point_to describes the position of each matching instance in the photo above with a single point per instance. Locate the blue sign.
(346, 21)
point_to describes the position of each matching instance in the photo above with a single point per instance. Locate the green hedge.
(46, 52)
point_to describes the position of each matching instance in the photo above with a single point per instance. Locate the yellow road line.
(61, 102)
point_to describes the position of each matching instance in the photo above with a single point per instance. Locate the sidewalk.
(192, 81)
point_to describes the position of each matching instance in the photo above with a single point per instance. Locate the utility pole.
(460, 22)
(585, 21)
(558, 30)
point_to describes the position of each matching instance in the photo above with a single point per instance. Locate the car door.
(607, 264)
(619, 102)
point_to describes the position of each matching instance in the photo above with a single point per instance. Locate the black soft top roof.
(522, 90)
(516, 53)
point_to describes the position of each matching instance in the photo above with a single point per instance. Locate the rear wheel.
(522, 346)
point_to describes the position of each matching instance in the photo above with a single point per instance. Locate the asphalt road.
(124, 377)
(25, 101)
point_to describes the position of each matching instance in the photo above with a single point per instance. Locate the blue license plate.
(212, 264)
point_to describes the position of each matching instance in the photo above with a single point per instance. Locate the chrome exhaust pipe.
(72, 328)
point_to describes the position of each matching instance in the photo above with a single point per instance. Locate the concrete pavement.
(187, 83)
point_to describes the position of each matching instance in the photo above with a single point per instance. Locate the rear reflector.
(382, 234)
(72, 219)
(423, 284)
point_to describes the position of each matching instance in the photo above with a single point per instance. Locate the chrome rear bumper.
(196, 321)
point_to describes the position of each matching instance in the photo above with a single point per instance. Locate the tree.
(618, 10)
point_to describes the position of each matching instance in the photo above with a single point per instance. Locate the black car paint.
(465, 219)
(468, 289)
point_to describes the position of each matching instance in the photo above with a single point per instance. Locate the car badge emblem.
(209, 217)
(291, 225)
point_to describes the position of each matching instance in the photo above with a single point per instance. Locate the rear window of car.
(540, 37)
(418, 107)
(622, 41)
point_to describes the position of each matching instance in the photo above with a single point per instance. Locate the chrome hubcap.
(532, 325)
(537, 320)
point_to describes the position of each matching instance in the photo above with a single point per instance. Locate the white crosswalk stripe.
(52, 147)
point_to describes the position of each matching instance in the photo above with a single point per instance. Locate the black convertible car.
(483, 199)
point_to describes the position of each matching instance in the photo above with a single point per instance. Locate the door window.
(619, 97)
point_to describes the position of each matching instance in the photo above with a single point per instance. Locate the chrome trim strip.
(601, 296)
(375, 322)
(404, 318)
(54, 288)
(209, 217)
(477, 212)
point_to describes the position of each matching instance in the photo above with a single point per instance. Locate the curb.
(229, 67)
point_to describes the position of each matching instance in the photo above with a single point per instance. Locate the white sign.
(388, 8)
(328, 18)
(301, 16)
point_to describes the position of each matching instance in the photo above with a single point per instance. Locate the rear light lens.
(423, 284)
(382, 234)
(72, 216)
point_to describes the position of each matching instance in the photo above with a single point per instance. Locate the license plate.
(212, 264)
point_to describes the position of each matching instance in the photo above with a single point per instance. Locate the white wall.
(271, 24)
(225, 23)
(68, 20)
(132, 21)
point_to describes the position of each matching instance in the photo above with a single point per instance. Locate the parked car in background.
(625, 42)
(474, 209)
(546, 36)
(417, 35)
-*-*-
• WORK TO DO:
Render the data above as a numbered list, starting with the line that contains "car in background." and continuing through the last line of the data, with any blank lines left out.

• FINAL RESULT:
1. point_to describes the position of each matching instance in the photo above with a single point per instance. Locate the parked car in background.
2. (625, 42)
3. (474, 209)
4. (546, 36)
5. (417, 35)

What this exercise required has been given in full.